→ **PROBLEM DESCRIPTION**: Please rewrite all of the rows below, replacing "Wildlife-survey tagging" with "Object tagging" and keeping everything else the same. Leave the pictures out of your answer.

→ **ROWS**:

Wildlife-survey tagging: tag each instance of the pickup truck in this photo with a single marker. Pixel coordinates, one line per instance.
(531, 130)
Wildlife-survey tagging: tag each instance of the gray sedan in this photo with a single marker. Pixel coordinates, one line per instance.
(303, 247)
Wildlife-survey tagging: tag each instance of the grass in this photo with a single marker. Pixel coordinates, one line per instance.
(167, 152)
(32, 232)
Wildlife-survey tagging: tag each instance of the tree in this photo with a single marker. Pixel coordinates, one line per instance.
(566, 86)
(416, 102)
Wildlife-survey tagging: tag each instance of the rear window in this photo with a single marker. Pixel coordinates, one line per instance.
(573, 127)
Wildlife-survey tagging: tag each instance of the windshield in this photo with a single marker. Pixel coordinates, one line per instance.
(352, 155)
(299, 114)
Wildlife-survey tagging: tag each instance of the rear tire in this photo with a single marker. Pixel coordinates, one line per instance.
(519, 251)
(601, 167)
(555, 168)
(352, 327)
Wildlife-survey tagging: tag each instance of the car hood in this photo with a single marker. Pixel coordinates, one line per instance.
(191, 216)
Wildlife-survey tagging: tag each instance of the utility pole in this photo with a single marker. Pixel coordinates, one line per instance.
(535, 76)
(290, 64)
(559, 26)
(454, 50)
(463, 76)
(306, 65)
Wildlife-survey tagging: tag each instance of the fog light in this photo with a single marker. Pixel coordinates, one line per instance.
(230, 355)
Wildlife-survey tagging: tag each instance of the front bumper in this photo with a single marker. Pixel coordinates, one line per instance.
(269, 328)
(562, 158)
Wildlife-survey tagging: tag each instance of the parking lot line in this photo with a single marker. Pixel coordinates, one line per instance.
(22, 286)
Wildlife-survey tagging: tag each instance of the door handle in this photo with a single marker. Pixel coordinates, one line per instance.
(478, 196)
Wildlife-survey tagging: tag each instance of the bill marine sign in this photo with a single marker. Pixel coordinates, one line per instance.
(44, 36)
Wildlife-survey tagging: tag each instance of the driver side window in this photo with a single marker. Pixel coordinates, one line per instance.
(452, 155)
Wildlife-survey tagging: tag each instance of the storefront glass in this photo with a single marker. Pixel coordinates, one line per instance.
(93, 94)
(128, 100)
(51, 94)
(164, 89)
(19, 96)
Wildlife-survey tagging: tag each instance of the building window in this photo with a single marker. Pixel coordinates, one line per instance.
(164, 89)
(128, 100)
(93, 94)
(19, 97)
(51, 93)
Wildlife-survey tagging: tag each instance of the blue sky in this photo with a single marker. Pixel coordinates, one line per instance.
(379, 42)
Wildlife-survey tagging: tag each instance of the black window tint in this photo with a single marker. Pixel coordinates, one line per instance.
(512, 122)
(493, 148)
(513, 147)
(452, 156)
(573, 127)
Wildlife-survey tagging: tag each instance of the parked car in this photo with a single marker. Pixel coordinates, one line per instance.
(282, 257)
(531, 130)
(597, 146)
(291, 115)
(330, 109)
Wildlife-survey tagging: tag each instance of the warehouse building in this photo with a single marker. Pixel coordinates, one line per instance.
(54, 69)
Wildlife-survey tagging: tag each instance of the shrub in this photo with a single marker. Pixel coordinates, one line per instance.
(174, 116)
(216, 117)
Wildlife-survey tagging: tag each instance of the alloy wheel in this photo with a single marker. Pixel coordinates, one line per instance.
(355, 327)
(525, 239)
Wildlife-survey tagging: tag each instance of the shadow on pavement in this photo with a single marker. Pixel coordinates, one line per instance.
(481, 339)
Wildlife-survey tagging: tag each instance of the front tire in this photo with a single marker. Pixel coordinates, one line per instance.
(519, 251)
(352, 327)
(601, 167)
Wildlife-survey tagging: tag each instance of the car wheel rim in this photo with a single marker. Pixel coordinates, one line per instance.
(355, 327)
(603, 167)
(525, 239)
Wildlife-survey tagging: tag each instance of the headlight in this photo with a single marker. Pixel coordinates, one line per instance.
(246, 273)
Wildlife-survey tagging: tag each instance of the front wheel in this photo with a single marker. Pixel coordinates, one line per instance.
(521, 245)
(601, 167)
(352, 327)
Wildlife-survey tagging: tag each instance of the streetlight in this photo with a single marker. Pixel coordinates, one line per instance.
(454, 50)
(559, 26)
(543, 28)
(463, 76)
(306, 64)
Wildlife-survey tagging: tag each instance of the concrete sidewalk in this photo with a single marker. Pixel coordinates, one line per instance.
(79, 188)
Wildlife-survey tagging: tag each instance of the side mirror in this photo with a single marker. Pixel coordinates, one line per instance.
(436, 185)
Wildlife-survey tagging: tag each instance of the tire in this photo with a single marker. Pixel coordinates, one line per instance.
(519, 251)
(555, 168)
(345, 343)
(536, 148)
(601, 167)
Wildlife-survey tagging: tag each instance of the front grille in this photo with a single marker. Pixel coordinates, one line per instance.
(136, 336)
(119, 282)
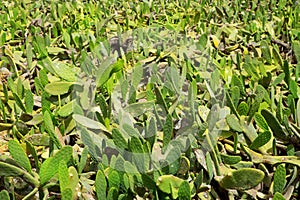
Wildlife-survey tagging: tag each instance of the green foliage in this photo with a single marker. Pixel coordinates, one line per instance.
(149, 99)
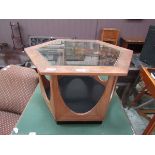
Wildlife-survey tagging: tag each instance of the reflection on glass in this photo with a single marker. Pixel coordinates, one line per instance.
(80, 54)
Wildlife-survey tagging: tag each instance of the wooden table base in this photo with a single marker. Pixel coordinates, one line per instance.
(77, 98)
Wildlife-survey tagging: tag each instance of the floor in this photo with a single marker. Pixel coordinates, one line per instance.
(138, 122)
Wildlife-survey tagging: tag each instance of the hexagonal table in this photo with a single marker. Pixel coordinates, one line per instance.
(78, 77)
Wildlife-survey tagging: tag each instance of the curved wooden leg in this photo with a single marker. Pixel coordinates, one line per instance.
(149, 129)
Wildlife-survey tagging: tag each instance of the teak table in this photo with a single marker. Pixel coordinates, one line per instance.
(78, 77)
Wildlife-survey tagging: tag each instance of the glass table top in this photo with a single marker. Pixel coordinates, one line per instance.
(76, 53)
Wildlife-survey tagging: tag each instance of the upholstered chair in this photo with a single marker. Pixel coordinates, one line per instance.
(17, 85)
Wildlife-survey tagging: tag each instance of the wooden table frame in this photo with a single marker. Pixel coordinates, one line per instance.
(97, 113)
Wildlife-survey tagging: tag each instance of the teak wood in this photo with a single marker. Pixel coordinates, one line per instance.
(55, 102)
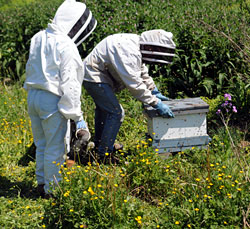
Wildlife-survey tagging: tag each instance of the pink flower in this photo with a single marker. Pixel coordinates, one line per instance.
(227, 96)
(218, 111)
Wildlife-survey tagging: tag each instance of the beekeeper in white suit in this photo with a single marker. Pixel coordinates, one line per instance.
(54, 75)
(118, 62)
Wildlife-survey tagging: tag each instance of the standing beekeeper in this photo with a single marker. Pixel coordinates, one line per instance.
(54, 75)
(118, 62)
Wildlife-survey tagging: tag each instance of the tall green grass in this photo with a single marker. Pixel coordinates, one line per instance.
(196, 188)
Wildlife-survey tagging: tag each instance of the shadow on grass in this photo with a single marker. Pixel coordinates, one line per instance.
(10, 188)
(23, 189)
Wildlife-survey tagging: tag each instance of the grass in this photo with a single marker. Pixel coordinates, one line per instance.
(192, 189)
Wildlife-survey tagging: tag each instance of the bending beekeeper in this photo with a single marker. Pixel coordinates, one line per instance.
(118, 62)
(54, 75)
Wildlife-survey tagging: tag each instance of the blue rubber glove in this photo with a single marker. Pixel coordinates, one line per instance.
(81, 125)
(159, 95)
(164, 110)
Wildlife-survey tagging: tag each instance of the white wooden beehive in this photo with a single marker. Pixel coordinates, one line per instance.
(188, 129)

→ **SOLUTION FOR THIS EXERCISE**:
Object tagging: tag each instance of the pickup truck in this photo with a single marker. Pixel coordinates, one line per instance.
(531, 130)
Object tagging: tag each instance of the gray sedan in this photo with a single marker. Pixel coordinates, one line per instance.
(303, 247)
Object tagging: tag each instance of the grass in this photo with a single marker. Pixel coordinates, one line per instance.
(167, 152)
(32, 232)
Object tagging: tag each instance of the tree in this photo with a single marker. Pixel coordinates, one line per instance.
(566, 86)
(416, 102)
Object tagging: tag each instance of the rear window in this photo with a single marker. Pixel coordinates, one line per instance.
(573, 127)
Object tagging: tag each instance of the windshield in this photo with a single marker. Pixel coordinates, one line per instance.
(352, 155)
(299, 114)
Object tagging: tag each instance of the rear tire in this photo with a single marker. Pixel coordinates, one line per instance.
(519, 251)
(601, 167)
(555, 168)
(352, 327)
Object tagging: tag each instance of the car hood in this photo with a single marker. Pixel coordinates, one line per instance.
(191, 216)
Object tagging: tag each instance of the utility pole in this photo with a single marker. Pixel coordinates, one line per instance.
(535, 76)
(290, 64)
(559, 26)
(454, 50)
(463, 76)
(306, 65)
Object tagging: tag each instance of the fog light in this photo with a single marker. Pixel coordinates, one line per instance.
(230, 355)
Object tagging: tag each instance of the front bumper in this photo with a single marker. Pixel coordinates, one line per instance.
(269, 328)
(562, 158)
Object tagging: tag each instance of the parking lot line in this photo with a single marker. Pixel coordinates, one line per instance.
(22, 286)
Object tagging: tag each instance of the door handle in this photo with a single marker. Pixel coordinates, one line per instance.
(478, 196)
Object tagging: tag each instance of the bill marine sign in this photo with a single marker. Pixel coordinates, one line per instance.
(44, 36)
Object tagging: tag each instance of the driver side window in this photo with a single marker. Pixel coordinates, one line per instance.
(452, 155)
Object tagging: tag each instance of the storefront glass in this photo with a single marker. Pixel coordinates, one line per instance.
(93, 94)
(128, 100)
(51, 94)
(164, 89)
(19, 96)
Object tagging: tag each instance of the building window in this photo with a single marker. Pixel coordinates, one line per instance.
(164, 89)
(128, 100)
(93, 94)
(19, 97)
(51, 93)
Object tagging: tag each instance of the blue sky in this photo with a single marker. Pixel coordinates, one line per instance.
(379, 42)
Object tagging: tag each instance of the black window tint in this photo with a single marker. Pixel coordinates, one line per instance.
(512, 122)
(493, 148)
(513, 147)
(452, 156)
(573, 127)
Object tagging: tag each instance of the parked car in this photo with a single marker. Pixel coordinates, one line per instance.
(282, 257)
(531, 130)
(597, 146)
(291, 115)
(330, 109)
Object tagging: tag each instance of the warehouse building in this photo with a single marker. Pixel coordinates, one line per instance.
(54, 69)
Object tagging: tag each instance of the shrub in this photo with a single marker. Pixel coordinates, one line per instance.
(174, 116)
(216, 117)
Object tagging: tag each instance of the alloy wheel in this photo with a single marker. Pixel coordinates, one line per instance.
(355, 327)
(525, 239)
Object tagging: tag each instance of the shadow on pavement in this photo with a single marker. Pixel coordinates, one line per instance.
(481, 339)
Object tagging: tag each instance of the front tire in this photo with a single marker. Pixel coordinates, one line per instance.
(519, 251)
(352, 327)
(601, 167)
Object tagging: tag each instance of the car wheel rim in this photo with a single marker. Pixel coordinates, one line per instance.
(355, 327)
(603, 167)
(525, 239)
Object tagging: tag each instance of the headlight in this photo with a single marker. Pixel coordinates, one line per instance.
(246, 273)
Object tagging: tag each instance of the front wheel in this photo with a single marker. Pixel coordinates, one line per instance.
(521, 245)
(601, 167)
(352, 327)
Object tagging: tag each instance of the streetlight in this photo with a single marker. Pixel coordinates, one line per instance.
(454, 50)
(559, 26)
(543, 28)
(463, 76)
(306, 64)
Object tagging: tag each instance of the concrete sidewalk in this photo with a single marker. Pixel coordinates, one line per instance.
(79, 188)
Object tagging: tag each instance of the side mirror in this photo with a single marker. Pixel coordinates, one line per instance.
(436, 185)
Object tagging: tag each instance of the tire in this photo with a single marker. Pixel coordinates, one line per instance.
(519, 251)
(555, 168)
(345, 343)
(536, 148)
(601, 167)
Object tagging: tag each instance of the front grille in this photo with a single marker. Pixel coordinates, one line per instance.
(136, 336)
(119, 282)
Object tagging: tag each instance of the green foliage in this photo with a single marker. Pixel coordinates, one line per instance.
(149, 99)
Object tagging: tag each instance of the reflection on glass in this photo with a single marker. Pixel coordinates, one line per instance.
(80, 54)
Object tagging: tag each instance of the wooden table base in this photo with a single marker. Pixel coordinates, one line per instance.
(77, 98)
Object tagging: tag each instance of the floor in this photo with a single marker. Pixel coordinates, one line per instance.
(138, 122)
Object tagging: tag each instance of the hexagonal table in this photo with a single marker. Pixel coordinates, one line per instance.
(78, 77)
Object tagging: tag each instance of the curved wooden leg in this photo with a single marker. Pixel coordinates, one line per instance.
(149, 129)
Object tagging: tag each instance of the teak table in this photo with a single marker. Pixel coordinates, one line per instance.
(78, 77)
Object tagging: tag each instance of the glass table top in this photo with a single marker. Pixel coordinates, one line per instance.
(76, 53)
Object tagging: tag each instance of the upholstered chair in this photo with a single marker. Pixel coordinates, one line per instance.
(17, 85)
Object tagging: tag each instance of the wooden table frame in this photo with a single marker. Pixel coordinates, one line per instance.
(97, 113)
Object tagging: tag each instance of the teak wood in this photo with a single marker. Pixel coordinates, one line per instance.
(55, 102)
Object tagging: tag each instance of the pink flower in this photo with a single marker. Pixel coordinates, one line per instance.
(227, 96)
(218, 111)
Object tagging: tag each instance of the beekeeper in white suit in this photo with a single marker. Pixel coordinates, one line per instance.
(54, 75)
(118, 62)
Object tagging: tag each instance of the standing beekeeper in this photo with a single marker. Pixel coordinates, one line per instance.
(54, 75)
(118, 62)
Object tagging: tag each instance of the tall green grass in this photo with a single marker. Pixel coordinates, one line per instance.
(196, 188)
Object tagging: tag each instance of the shadow on grass in this photo with a single marker. Pixel coordinates, one line per instance.
(10, 188)
(23, 189)
Object tagging: tag each instance of the grass in this photo with a single marker. Pixel coordinates, one line per instance.
(192, 189)
Object tagging: tag each instance of the bending beekeeper in this photo with a single marker. Pixel coordinates, one line per instance.
(118, 62)
(54, 75)
Object tagging: tag each instance of the blue rubber glove in this photo with a single marker. Pixel coordinates, one line per instance.
(81, 125)
(159, 95)
(164, 110)
Object tagging: tag each instance of the white wooden beehive in this photo with a single marker. Pixel coordinates, one line per instance.
(188, 129)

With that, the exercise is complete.